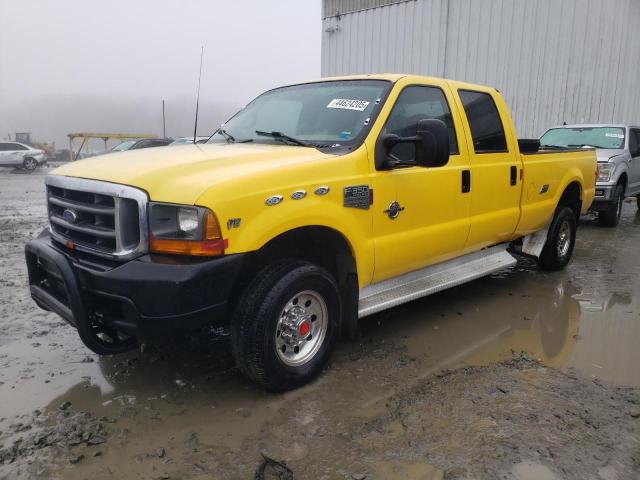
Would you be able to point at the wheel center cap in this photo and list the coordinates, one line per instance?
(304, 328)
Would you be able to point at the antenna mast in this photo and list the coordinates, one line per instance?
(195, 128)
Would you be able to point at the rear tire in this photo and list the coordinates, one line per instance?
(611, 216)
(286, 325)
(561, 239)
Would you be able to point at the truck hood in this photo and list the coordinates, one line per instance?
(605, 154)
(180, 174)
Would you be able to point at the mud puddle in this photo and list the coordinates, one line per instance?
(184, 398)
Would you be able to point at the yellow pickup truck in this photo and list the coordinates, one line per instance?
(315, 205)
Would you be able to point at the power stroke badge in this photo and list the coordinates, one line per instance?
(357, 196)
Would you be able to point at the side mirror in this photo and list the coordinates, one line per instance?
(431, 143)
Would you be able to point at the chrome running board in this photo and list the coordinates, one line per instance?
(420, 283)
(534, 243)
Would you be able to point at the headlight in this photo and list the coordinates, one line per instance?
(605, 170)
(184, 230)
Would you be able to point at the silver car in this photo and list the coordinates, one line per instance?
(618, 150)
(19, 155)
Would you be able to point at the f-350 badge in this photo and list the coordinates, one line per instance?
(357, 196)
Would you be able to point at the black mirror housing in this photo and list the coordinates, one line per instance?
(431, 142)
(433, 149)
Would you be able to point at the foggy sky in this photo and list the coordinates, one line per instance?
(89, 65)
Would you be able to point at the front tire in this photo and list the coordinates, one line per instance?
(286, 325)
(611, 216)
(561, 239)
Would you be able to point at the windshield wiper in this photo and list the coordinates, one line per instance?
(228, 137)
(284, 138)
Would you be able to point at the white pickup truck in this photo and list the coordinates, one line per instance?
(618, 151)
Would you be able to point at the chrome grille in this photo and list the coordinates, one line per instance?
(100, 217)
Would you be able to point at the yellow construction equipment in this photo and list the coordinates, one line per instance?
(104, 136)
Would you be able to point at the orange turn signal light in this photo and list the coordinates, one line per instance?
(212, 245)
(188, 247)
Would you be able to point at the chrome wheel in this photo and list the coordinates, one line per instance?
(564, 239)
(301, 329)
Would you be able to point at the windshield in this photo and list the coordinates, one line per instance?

============================================================

Reproduce every line verbatim, from the line containing "Would you be able to point at the yellow construction" down to the last line of the rows, including both of those lines.

Would you be able to point at the yellow construction equipment in this photo and list the coordinates, one line per instance?
(104, 136)
Would you be able to point at the orange turn signal light in this photo and list the coordinates, one line per instance?
(212, 245)
(188, 247)
Would you be able to point at the chrome wheel in this photo and list the coordinates, one line per instance?
(564, 239)
(301, 329)
Would you be able to point at the windshield in this photo and list the coordinates, one line per instance?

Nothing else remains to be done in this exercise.